## DIRECTIONS FOR THIS TASK:
Recast every line of the records below as a JSON list of strings, one string per line, with blank lines skipped and the picture lines left out.

[Records on object locations]
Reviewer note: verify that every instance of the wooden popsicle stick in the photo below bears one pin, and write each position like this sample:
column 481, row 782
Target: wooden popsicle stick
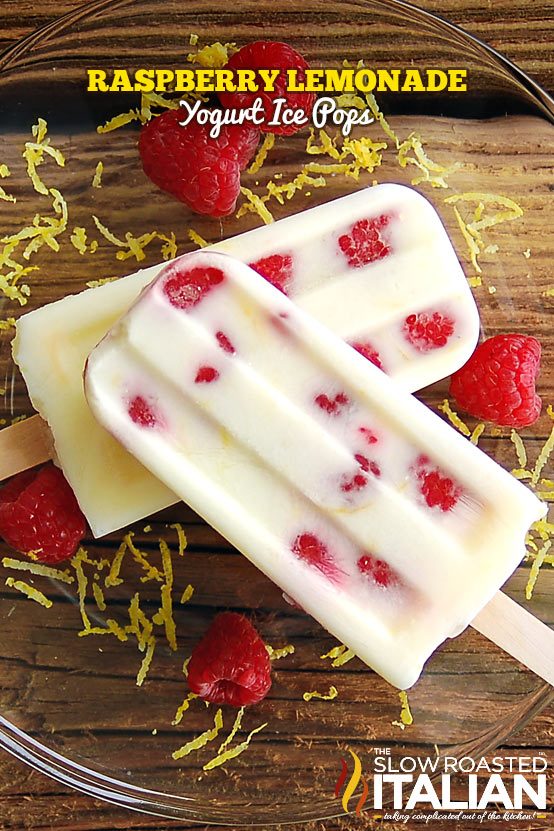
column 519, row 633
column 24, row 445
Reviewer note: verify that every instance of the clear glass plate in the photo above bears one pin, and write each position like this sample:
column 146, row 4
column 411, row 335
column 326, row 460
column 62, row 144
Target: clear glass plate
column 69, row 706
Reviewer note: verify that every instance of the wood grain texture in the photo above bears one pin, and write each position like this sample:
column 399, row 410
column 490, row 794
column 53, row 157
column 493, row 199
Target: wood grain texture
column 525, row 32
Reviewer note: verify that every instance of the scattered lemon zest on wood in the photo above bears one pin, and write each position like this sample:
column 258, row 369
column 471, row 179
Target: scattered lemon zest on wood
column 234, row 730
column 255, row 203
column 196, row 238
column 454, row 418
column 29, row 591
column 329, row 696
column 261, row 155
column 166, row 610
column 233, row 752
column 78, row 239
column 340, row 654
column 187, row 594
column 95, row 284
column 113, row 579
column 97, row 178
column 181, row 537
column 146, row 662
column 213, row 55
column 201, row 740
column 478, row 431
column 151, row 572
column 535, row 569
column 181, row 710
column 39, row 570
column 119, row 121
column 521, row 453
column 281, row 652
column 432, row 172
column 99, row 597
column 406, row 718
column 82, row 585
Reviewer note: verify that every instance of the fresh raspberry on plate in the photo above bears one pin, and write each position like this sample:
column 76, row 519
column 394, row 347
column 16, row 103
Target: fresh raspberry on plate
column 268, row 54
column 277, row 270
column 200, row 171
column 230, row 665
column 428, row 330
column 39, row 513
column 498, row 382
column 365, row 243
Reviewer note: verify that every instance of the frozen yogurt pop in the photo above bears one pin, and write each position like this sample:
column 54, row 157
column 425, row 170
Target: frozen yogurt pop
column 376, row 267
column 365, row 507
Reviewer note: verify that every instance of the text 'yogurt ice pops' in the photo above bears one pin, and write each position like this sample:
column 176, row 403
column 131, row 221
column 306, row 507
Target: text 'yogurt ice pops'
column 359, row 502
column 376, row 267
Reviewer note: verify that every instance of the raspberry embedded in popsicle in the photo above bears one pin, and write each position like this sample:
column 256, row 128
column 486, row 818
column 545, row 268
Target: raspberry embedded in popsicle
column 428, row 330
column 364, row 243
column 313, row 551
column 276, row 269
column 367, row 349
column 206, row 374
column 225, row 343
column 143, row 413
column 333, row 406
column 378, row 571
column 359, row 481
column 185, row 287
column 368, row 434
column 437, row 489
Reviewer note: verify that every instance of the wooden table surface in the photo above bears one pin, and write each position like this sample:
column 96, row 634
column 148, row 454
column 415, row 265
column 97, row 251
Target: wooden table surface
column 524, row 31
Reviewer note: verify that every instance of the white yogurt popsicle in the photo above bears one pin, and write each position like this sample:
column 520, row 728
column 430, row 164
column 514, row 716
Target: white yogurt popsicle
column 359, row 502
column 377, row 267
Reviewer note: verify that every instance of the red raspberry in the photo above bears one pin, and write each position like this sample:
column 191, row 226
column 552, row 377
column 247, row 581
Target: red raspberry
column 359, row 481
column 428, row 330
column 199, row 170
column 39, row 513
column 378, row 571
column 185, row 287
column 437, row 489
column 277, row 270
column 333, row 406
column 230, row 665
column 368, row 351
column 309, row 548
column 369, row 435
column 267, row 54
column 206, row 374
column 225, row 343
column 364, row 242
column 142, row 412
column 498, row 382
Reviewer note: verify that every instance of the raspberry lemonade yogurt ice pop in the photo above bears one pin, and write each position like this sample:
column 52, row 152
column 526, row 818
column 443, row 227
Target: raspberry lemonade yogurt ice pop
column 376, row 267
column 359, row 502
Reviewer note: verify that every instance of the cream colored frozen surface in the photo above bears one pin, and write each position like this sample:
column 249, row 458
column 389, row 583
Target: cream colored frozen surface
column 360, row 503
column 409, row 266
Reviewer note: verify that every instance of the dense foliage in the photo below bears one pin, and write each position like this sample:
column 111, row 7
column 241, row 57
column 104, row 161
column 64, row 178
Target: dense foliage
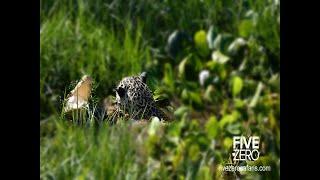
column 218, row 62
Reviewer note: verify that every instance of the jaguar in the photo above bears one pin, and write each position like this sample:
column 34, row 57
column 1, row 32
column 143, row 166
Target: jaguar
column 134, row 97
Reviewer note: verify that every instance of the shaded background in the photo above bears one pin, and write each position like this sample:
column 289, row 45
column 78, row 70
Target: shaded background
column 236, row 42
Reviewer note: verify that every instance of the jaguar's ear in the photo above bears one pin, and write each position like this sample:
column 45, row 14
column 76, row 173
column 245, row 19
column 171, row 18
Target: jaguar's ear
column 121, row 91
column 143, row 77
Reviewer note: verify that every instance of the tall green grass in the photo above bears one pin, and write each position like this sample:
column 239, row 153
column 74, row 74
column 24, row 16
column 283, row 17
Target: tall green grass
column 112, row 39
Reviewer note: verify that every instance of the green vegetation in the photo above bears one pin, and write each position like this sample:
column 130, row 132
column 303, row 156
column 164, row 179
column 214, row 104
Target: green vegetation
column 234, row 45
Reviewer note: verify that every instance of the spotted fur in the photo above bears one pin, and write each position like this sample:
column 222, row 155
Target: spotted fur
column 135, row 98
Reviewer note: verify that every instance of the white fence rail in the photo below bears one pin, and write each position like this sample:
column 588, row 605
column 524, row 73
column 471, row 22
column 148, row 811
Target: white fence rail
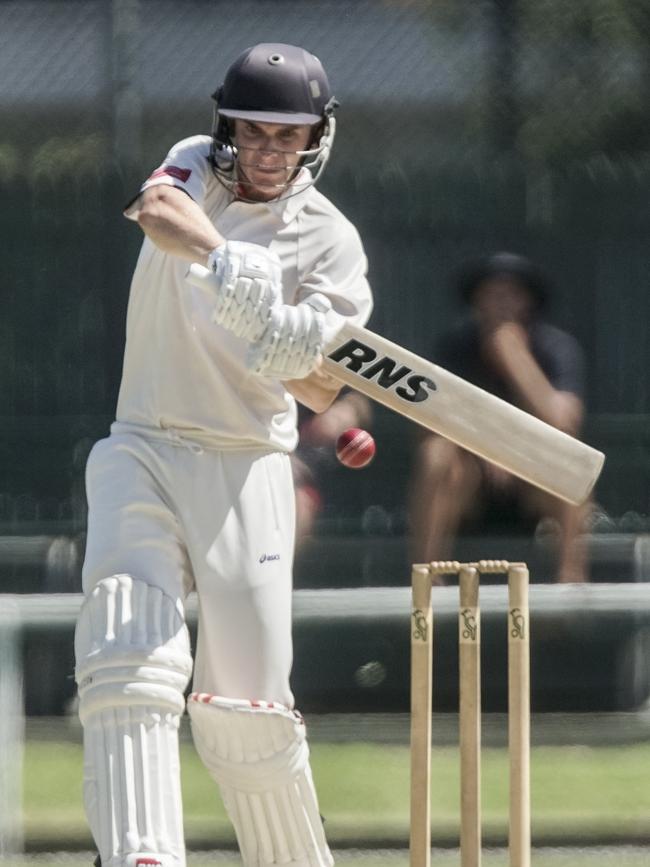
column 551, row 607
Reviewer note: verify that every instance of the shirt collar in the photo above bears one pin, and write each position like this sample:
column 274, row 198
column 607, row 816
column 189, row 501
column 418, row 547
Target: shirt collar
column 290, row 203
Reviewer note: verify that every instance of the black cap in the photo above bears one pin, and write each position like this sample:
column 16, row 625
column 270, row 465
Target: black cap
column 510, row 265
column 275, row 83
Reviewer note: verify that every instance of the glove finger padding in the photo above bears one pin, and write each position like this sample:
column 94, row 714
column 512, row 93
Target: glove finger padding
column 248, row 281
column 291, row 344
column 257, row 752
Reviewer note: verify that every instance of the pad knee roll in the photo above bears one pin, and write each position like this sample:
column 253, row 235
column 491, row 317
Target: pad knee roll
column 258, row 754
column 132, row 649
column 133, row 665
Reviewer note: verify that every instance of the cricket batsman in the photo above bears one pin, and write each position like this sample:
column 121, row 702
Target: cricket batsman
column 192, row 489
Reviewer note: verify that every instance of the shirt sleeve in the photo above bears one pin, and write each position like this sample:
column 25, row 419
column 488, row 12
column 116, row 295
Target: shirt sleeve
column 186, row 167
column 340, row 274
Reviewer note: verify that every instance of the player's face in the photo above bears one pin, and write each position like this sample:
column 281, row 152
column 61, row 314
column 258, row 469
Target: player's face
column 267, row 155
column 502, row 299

## OUTPUT BELOW:
[
  "Reviewer note: verify that every instance of the wooden popsicle stick in the photo below bears one pin, and write each position like this sample:",
  "column 481, row 782",
  "Target: wooden popsicle stick",
  "column 519, row 633",
  "column 24, row 445",
  "Reviewer note: verify that every instance of the clear glass plate in the photo above bears one pin, and write each position like this sample:",
  "column 146, row 4",
  "column 411, row 335",
  "column 326, row 460",
  "column 62, row 144",
  "Target: clear glass plate",
  "column 69, row 706",
  "Reviewer note: verify that every instance of the wood grain texture in the photo above bears one pin, and write each position like this sample:",
  "column 399, row 410",
  "column 490, row 794",
  "column 53, row 157",
  "column 493, row 199",
  "Target: wood grain texture",
  "column 525, row 32",
  "Reviewer note: verify that every instance of the scattered lemon zest on wood in the photo above bears one pin, and write each position like this sample:",
  "column 258, row 369",
  "column 471, row 179",
  "Target: scattered lemon zest on wood",
  "column 234, row 730",
  "column 255, row 203",
  "column 196, row 238",
  "column 454, row 418",
  "column 29, row 591",
  "column 329, row 696",
  "column 261, row 155",
  "column 166, row 610",
  "column 233, row 752",
  "column 78, row 239",
  "column 340, row 654",
  "column 187, row 594",
  "column 95, row 284",
  "column 113, row 579",
  "column 97, row 178",
  "column 181, row 537",
  "column 146, row 662",
  "column 213, row 55",
  "column 201, row 740",
  "column 478, row 431",
  "column 151, row 572",
  "column 535, row 569",
  "column 181, row 710",
  "column 39, row 570",
  "column 119, row 121",
  "column 521, row 453",
  "column 281, row 652",
  "column 432, row 172",
  "column 99, row 597",
  "column 406, row 718",
  "column 82, row 585",
  "Reviewer note: verify that every instance of the fresh raspberry on plate in the photo above bears one pin, and write each position like this sample:",
  "column 76, row 519",
  "column 394, row 347",
  "column 16, row 103",
  "Target: fresh raspberry on plate",
  "column 268, row 54",
  "column 277, row 270",
  "column 200, row 171",
  "column 230, row 665",
  "column 428, row 330",
  "column 39, row 513",
  "column 498, row 382",
  "column 365, row 243",
  "Reviewer note: verify that every instance of the frozen yogurt pop in the photo above bears one pin, and write each position like this sample:",
  "column 54, row 157",
  "column 425, row 170",
  "Target: frozen yogurt pop",
  "column 376, row 267",
  "column 365, row 507",
  "Reviewer note: verify that every instance of the text 'yogurt ice pops' in the photo above bears one pin, and write each position like this sample:",
  "column 176, row 403",
  "column 131, row 221",
  "column 306, row 507",
  "Target: text 'yogurt ice pops'",
  "column 359, row 502",
  "column 376, row 267",
  "Reviewer note: verify that every instance of the raspberry embedded in popsicle in the photo above bears one pin, and write each position like this sample:",
  "column 256, row 128",
  "column 486, row 818",
  "column 545, row 268",
  "Target: raspberry embedded in popsicle",
  "column 428, row 330",
  "column 364, row 243",
  "column 313, row 551",
  "column 276, row 269",
  "column 367, row 349",
  "column 206, row 374",
  "column 225, row 343",
  "column 143, row 413",
  "column 333, row 406",
  "column 378, row 571",
  "column 359, row 481",
  "column 185, row 287",
  "column 368, row 434",
  "column 437, row 489",
  "Reviewer note: verify that every instance of the wooden table surface in the photo above bears one pin, and write each position like this sample:",
  "column 96, row 634",
  "column 148, row 454",
  "column 415, row 265",
  "column 97, row 251",
  "Target: wooden table surface",
  "column 524, row 31",
  "Reviewer note: verify that every instance of the white yogurt popsicle in the photo above bears one pin, and write each position like this sample:",
  "column 520, row 728",
  "column 430, row 164",
  "column 514, row 716",
  "Target: white yogurt popsicle",
  "column 359, row 502",
  "column 377, row 267",
  "Reviewer note: verify that every instance of the red raspberry in the photo above bears one pin, and write each position like this sample:",
  "column 191, row 226",
  "column 552, row 377",
  "column 247, row 581",
  "Target: red raspberry",
  "column 359, row 481",
  "column 428, row 330",
  "column 199, row 170",
  "column 39, row 513",
  "column 378, row 571",
  "column 185, row 287",
  "column 437, row 489",
  "column 277, row 270",
  "column 333, row 406",
  "column 230, row 665",
  "column 368, row 351",
  "column 309, row 548",
  "column 369, row 435",
  "column 267, row 54",
  "column 206, row 374",
  "column 225, row 343",
  "column 364, row 242",
  "column 142, row 412",
  "column 498, row 382",
  "Reviewer note: verify that every instance of the raspberry lemonade yogurt ice pop in the photo above bears one pin, and write each position like this sample:",
  "column 52, row 152",
  "column 526, row 818",
  "column 443, row 227",
  "Target: raspberry lemonade yogurt ice pop",
  "column 376, row 267",
  "column 359, row 502",
  "Reviewer note: verify that every instance of the cream colored frozen surface in the photo above bears one pin, and write each position like this sample:",
  "column 249, row 458",
  "column 389, row 583",
  "Target: cream colored frozen surface",
  "column 360, row 503",
  "column 409, row 266",
  "Reviewer note: verify that every instance of the dense foliage in the photo below bears one pin, and write each position like this sample:",
  "column 111, row 7",
  "column 241, row 57",
  "column 104, row 161",
  "column 64, row 178",
  "Target: dense foliage",
  "column 218, row 62",
  "Reviewer note: verify that every instance of the jaguar in the photo above bears one pin, and write each position like this sample:",
  "column 34, row 57",
  "column 1, row 32",
  "column 143, row 166",
  "Target: jaguar",
  "column 134, row 97",
  "Reviewer note: verify that every instance of the shaded background in the photo above bears one pin, and write each position like this sample:",
  "column 289, row 45",
  "column 78, row 70",
  "Target: shaded background",
  "column 236, row 42",
  "Reviewer note: verify that every instance of the jaguar's ear in the photo above bears one pin, and write each position like this sample:",
  "column 45, row 14",
  "column 76, row 173",
  "column 245, row 19",
  "column 171, row 18",
  "Target: jaguar's ear",
  "column 121, row 91",
  "column 143, row 77",
  "Reviewer note: verify that every instance of the tall green grass in the photo above bears one pin, and write each position like this sample:",
  "column 239, row 153",
  "column 74, row 74",
  "column 24, row 16",
  "column 283, row 17",
  "Target: tall green grass",
  "column 112, row 39",
  "Reviewer note: verify that every instance of the green vegetation in the photo above bears one pin, and write each position like this sample:",
  "column 130, row 132",
  "column 303, row 156",
  "column 164, row 179",
  "column 214, row 104",
  "Target: green vegetation",
  "column 234, row 45",
  "Reviewer note: verify that every instance of the spotted fur in the photo above bears one pin, and write each position like this sample:",
  "column 222, row 155",
  "Target: spotted fur",
  "column 135, row 98",
  "Reviewer note: verify that every instance of the white fence rail in the photo below bears one pin, and write each position like this sample:",
  "column 588, row 605",
  "column 524, row 73",
  "column 471, row 22",
  "column 148, row 811",
  "Target: white fence rail",
  "column 551, row 607",
  "Reviewer note: verify that every instance of the shirt collar in the photo above bears one pin, and write each position like this sample:",
  "column 274, row 198",
  "column 607, row 816",
  "column 189, row 501",
  "column 418, row 547",
  "Target: shirt collar",
  "column 290, row 203",
  "Reviewer note: verify that every instance of the black cap in the photo above bears one pin, and write each position like this sample:",
  "column 16, row 625",
  "column 270, row 465",
  "Target: black cap",
  "column 510, row 265",
  "column 275, row 83",
  "Reviewer note: verify that every instance of the glove finger padding in the photo above bears one pin, and write each position like this sample:",
  "column 94, row 714",
  "column 512, row 93",
  "Target: glove finger padding",
  "column 248, row 281",
  "column 291, row 344",
  "column 257, row 752",
  "Reviewer note: verify that every instance of the pad knee roll in the photo above bears one pin, and write each position like this sample:",
  "column 253, row 235",
  "column 491, row 317",
  "Target: pad knee roll",
  "column 258, row 754",
  "column 132, row 649",
  "column 133, row 665",
  "Reviewer note: verify that every instance of the cricket batsman in the photo above bears one pin, and write each position like this sample:",
  "column 121, row 702",
  "Target: cricket batsman",
  "column 192, row 489",
  "Reviewer note: verify that every instance of the shirt sleeve in the photo above bears one pin, and write each position like this sample:",
  "column 25, row 419",
  "column 488, row 12",
  "column 116, row 295",
  "Target: shirt sleeve",
  "column 186, row 167",
  "column 340, row 274",
  "Reviewer note: verify that every instance of the player's face in the photo above bears one pin, and write each position like this sample:",
  "column 281, row 152",
  "column 61, row 314",
  "column 258, row 469",
  "Target: player's face",
  "column 267, row 155",
  "column 502, row 299"
]